= Challenge =
Turn every line of the data below into a numbered list, and leave out any blank lines.

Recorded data
· · · ·
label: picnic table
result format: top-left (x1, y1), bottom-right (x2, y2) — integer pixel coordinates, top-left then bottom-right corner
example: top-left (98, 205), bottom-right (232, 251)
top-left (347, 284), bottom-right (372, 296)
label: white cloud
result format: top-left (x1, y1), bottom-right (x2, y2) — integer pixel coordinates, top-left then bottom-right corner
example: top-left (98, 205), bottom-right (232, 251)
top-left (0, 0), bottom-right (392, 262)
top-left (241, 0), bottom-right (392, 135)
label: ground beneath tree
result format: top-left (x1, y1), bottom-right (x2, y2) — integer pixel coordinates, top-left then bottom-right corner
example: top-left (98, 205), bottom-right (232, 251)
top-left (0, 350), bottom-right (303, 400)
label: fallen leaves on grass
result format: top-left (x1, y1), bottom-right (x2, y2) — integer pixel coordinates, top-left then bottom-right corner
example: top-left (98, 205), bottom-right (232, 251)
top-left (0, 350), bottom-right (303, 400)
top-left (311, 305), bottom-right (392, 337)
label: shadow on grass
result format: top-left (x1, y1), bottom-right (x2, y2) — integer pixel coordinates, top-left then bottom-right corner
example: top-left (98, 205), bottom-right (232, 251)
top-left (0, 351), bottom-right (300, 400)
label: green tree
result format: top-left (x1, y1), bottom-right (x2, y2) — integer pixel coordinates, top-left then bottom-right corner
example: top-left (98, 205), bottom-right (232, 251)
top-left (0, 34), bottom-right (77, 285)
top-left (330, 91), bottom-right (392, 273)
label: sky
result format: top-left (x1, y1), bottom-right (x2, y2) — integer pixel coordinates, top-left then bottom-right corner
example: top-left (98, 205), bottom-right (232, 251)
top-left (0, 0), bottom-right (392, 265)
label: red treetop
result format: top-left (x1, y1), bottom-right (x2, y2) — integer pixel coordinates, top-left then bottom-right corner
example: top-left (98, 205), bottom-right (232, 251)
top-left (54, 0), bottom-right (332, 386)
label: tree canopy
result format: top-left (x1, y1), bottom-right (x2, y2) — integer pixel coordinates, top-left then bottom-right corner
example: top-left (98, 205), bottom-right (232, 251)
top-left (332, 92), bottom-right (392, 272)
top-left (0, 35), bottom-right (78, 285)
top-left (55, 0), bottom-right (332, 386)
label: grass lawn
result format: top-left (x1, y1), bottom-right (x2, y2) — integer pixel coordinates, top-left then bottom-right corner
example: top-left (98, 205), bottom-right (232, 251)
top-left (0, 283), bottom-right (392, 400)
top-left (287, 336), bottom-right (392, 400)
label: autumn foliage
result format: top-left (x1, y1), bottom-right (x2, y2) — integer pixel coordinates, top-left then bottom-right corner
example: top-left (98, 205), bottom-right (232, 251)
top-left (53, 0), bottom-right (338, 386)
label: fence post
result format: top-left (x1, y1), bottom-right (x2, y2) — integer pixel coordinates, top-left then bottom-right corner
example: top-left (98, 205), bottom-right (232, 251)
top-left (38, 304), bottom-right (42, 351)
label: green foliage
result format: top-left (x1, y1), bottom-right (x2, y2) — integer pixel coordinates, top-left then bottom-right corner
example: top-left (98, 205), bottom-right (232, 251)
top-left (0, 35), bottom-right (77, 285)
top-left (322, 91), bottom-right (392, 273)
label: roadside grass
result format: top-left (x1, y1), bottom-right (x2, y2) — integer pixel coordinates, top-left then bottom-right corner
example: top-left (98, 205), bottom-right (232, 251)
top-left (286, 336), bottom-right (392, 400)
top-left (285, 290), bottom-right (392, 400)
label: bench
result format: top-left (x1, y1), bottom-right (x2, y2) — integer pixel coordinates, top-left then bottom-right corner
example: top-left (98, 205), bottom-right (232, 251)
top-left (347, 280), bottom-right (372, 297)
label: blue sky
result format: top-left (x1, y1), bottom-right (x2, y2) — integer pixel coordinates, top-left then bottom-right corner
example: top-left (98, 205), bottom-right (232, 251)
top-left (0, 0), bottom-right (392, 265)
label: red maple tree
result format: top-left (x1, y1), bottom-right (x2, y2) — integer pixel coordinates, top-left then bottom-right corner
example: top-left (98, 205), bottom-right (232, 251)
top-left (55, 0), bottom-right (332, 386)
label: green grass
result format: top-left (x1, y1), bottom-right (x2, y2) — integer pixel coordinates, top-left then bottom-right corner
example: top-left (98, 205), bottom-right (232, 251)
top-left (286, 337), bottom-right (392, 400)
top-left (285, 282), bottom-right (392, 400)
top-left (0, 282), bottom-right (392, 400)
· · · ·
= Result of the task =
1. label: picnic table
2. result format: top-left (x1, y1), bottom-right (x2, y2) — integer pixel coordinates, top-left then bottom-right corner
3. example: top-left (98, 205), bottom-right (232, 251)
4. top-left (347, 284), bottom-right (372, 296)
5. label: white cloud
6. result format: top-left (x1, y1), bottom-right (x2, y2) — integer pixel coordinates, top-left then bottom-right corner
7. example: top-left (98, 205), bottom-right (232, 251)
8. top-left (0, 0), bottom-right (392, 262)
9. top-left (241, 0), bottom-right (392, 135)
10. label: ground beneath tree
11. result format: top-left (x1, y1), bottom-right (x2, y2) — integer pixel coordinates, top-left then bottom-right corner
12. example: top-left (98, 205), bottom-right (232, 251)
13. top-left (0, 350), bottom-right (303, 400)
14. label: fallen leaves on grass
15. result format: top-left (x1, y1), bottom-right (x2, y2) — integer pixel coordinates, top-left then bottom-right corner
16. example: top-left (98, 205), bottom-right (232, 251)
17. top-left (0, 350), bottom-right (303, 400)
18. top-left (311, 305), bottom-right (392, 337)
19. label: shadow on grass
20. result format: top-left (x1, y1), bottom-right (x2, y2) — integer pixel coordinates, top-left then bottom-right corner
21. example: top-left (98, 205), bottom-right (232, 251)
22. top-left (0, 351), bottom-right (300, 400)
23. label: green tree
24. result format: top-left (x1, y1), bottom-right (x2, y2) — integer pixel coordinates, top-left then bottom-right corner
25. example: top-left (98, 205), bottom-right (232, 251)
26. top-left (0, 34), bottom-right (77, 285)
27. top-left (330, 91), bottom-right (392, 273)
28. label: sky
29. result format: top-left (x1, y1), bottom-right (x2, y2) — integer pixel coordinates, top-left then bottom-right corner
30. example: top-left (98, 205), bottom-right (232, 251)
31. top-left (0, 0), bottom-right (392, 265)
32. label: red treetop
33. result format: top-left (x1, y1), bottom-right (x2, y2) — integer pixel coordinates, top-left then bottom-right corner
34. example: top-left (98, 205), bottom-right (232, 251)
35. top-left (54, 0), bottom-right (332, 386)
36. label: tree canopy
37. result format: top-left (x1, y1), bottom-right (x2, y2) — integer pixel coordinates, top-left then bottom-right corner
38. example: top-left (98, 205), bottom-right (232, 251)
39. top-left (332, 92), bottom-right (392, 272)
40. top-left (0, 35), bottom-right (78, 285)
41. top-left (55, 0), bottom-right (332, 386)
42. label: grass lawn
43. result format: top-left (x1, y1), bottom-right (x2, y2) — integer pixel coordinates, top-left then bottom-right corner
44. example: top-left (98, 205), bottom-right (232, 251)
45. top-left (0, 283), bottom-right (392, 400)
46. top-left (287, 336), bottom-right (392, 400)
47. label: autumn foliage
48. result format: top-left (x1, y1), bottom-right (x2, y2) — integer pixel coordinates, top-left then bottom-right corner
49. example: top-left (98, 205), bottom-right (232, 251)
50. top-left (53, 0), bottom-right (338, 386)
51. label: fence post
52. result format: top-left (x1, y1), bottom-right (x2, y2) — integer pixel coordinates, top-left then bottom-right corner
53. example: top-left (98, 205), bottom-right (232, 251)
54. top-left (38, 304), bottom-right (42, 351)
55. label: green foliage
56. result format: top-left (x1, y1), bottom-right (x2, y2) — integer pixel coordinates, top-left then bottom-right corner
57. example: top-left (98, 205), bottom-right (232, 251)
58. top-left (0, 35), bottom-right (77, 285)
59. top-left (322, 91), bottom-right (392, 273)
60. label: roadside grass
61. result format: top-left (x1, y1), bottom-right (x2, y2) — integer pixel coordinates, top-left then bottom-right corner
62. example: top-left (98, 205), bottom-right (232, 251)
63. top-left (286, 336), bottom-right (392, 400)
64. top-left (285, 290), bottom-right (392, 400)
65. label: bench
66. result format: top-left (x1, y1), bottom-right (x2, y2) — integer pixel coordinates, top-left then bottom-right corner
67. example: top-left (98, 205), bottom-right (232, 251)
68. top-left (347, 280), bottom-right (372, 297)
69. label: blue sky
70. result format: top-left (x1, y1), bottom-right (x2, y2) — integer pixel coordinates, top-left then bottom-right corner
71. example: top-left (98, 205), bottom-right (232, 251)
72. top-left (0, 0), bottom-right (392, 265)
73. label: red maple tree
74. result format: top-left (x1, y1), bottom-right (x2, y2) — integer pixel coordinates, top-left then bottom-right corner
75. example: top-left (98, 205), bottom-right (232, 251)
76. top-left (55, 0), bottom-right (332, 386)
77. label: green grass
78. result format: top-left (x1, y1), bottom-right (x2, y2) — integer pixel coordinates, top-left then bottom-right corner
79. example: top-left (98, 205), bottom-right (232, 251)
80. top-left (286, 337), bottom-right (392, 400)
81. top-left (285, 282), bottom-right (392, 400)
82. top-left (0, 282), bottom-right (392, 400)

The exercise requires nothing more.